» **Task details**
Starting at the line with "contains the ocean?", transcribe each line through the final one, both included, and add nothing.

» **Data for the task**

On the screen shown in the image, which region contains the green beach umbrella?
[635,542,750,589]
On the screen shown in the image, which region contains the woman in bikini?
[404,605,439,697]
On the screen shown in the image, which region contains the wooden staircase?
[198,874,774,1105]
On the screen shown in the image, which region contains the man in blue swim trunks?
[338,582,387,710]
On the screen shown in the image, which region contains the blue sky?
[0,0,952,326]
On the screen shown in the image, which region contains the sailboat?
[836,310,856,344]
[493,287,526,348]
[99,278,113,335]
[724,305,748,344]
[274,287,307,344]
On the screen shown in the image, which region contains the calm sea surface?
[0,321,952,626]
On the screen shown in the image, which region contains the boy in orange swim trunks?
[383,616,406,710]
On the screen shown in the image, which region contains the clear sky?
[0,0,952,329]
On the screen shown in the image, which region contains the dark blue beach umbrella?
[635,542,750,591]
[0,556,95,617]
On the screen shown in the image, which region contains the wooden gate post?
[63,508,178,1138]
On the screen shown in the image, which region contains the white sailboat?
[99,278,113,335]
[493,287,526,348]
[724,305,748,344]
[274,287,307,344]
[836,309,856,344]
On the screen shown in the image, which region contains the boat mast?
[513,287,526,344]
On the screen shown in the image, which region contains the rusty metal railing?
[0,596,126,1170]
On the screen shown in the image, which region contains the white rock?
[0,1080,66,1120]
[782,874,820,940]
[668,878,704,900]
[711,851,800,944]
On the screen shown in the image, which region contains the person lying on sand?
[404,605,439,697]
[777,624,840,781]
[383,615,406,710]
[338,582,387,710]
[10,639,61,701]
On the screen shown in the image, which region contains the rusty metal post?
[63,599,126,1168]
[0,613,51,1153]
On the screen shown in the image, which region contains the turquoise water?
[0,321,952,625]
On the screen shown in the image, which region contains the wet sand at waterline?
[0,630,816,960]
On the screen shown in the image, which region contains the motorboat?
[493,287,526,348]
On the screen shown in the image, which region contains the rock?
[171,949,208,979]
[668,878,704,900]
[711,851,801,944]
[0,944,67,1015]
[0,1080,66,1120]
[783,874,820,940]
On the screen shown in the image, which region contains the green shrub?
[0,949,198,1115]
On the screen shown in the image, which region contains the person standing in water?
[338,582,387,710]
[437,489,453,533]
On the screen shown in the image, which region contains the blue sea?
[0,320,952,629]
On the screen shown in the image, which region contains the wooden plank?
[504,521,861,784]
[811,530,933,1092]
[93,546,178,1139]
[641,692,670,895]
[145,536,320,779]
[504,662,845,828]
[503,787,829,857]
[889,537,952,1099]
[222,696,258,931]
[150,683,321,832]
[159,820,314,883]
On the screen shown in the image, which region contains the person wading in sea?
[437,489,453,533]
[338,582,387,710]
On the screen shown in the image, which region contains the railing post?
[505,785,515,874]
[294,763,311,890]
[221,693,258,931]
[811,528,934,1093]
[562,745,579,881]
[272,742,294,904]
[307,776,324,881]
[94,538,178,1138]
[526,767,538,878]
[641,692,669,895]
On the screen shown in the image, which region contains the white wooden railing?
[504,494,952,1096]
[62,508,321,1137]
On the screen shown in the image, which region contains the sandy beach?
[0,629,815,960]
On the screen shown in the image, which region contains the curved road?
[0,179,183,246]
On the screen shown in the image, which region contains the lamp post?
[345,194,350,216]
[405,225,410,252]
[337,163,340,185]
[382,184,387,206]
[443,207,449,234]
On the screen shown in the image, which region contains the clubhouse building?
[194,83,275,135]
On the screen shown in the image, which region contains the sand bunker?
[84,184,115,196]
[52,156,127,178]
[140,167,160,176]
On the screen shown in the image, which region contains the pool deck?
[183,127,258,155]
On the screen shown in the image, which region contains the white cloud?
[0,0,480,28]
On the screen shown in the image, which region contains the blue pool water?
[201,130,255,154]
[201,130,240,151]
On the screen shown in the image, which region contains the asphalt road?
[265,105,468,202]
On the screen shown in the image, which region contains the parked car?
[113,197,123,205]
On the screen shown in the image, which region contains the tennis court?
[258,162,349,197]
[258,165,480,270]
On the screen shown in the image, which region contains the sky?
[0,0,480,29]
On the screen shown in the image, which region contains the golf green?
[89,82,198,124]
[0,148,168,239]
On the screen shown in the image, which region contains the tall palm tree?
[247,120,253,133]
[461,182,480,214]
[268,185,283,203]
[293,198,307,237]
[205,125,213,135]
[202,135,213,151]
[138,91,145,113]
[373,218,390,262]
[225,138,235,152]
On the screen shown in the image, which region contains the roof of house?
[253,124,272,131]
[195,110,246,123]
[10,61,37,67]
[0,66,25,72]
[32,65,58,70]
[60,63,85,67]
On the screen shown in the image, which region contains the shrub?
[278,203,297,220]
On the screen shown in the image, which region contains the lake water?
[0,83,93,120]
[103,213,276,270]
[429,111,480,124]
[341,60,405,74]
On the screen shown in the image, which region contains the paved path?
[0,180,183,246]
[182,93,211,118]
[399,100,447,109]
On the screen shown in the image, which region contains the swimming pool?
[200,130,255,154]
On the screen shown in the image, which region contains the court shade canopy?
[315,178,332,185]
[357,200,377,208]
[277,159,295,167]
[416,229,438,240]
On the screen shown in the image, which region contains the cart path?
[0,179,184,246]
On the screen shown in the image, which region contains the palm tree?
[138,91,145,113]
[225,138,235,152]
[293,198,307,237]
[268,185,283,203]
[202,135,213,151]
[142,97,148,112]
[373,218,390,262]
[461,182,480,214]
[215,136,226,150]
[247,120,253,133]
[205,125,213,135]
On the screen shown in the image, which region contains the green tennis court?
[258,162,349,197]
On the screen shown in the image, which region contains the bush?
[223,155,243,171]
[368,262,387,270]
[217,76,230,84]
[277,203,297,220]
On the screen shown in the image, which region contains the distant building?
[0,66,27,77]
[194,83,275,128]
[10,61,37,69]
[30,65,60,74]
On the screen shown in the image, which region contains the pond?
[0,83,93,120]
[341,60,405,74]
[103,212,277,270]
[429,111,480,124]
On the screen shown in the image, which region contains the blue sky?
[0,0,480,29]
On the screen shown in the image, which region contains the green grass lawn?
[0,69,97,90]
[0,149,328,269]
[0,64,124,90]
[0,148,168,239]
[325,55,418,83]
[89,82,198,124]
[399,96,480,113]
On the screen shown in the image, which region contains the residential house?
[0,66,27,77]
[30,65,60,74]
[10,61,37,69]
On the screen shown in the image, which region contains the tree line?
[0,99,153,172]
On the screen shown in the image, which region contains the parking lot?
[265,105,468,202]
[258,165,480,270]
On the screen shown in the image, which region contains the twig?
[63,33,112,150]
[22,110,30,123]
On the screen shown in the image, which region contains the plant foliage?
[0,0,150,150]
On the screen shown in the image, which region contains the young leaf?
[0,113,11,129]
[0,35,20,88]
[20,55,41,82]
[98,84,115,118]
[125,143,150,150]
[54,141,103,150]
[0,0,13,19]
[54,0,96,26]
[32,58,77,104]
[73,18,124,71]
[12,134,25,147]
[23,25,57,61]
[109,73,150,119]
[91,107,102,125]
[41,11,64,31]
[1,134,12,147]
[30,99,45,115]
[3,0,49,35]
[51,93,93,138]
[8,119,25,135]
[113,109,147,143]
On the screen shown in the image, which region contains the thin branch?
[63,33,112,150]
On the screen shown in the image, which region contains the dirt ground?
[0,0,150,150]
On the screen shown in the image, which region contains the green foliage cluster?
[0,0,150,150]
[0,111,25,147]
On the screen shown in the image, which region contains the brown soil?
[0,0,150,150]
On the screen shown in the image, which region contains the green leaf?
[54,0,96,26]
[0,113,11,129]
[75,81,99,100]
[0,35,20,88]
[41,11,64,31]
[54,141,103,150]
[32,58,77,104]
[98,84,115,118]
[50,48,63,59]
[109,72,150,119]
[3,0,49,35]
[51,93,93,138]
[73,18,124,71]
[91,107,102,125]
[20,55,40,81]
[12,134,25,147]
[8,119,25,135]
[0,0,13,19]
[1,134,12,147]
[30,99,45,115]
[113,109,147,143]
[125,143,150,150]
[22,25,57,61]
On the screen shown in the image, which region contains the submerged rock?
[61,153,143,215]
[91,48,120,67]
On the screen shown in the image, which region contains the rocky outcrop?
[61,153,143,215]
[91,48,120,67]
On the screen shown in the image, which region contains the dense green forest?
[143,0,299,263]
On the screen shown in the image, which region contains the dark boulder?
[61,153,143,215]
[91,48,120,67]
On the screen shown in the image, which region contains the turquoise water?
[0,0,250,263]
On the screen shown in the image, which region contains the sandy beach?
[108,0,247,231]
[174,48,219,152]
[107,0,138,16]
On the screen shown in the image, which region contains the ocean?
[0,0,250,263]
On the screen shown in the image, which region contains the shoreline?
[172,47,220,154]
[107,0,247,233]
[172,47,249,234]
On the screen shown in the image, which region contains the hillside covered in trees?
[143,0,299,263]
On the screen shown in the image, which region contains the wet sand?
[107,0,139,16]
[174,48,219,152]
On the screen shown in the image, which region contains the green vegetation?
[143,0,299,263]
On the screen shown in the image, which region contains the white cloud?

» **The solution**
On the screen shown in the image, which region contains the ocean?
[0,0,250,263]
On the screen shown in the image, which region contains the shoreline?
[172,47,220,154]
[107,0,247,233]
[172,47,249,234]
On the screen shown in the image, which region contains the hillside covered in trees?
[143,0,299,263]
On the screen shown in the image, which region contains the wet sand?
[107,0,139,16]
[174,48,219,152]
On the screen shown in the image, which region contains the green vegetation?
[143,0,299,263]
On the screen shown in the image, which region contains the white cloud?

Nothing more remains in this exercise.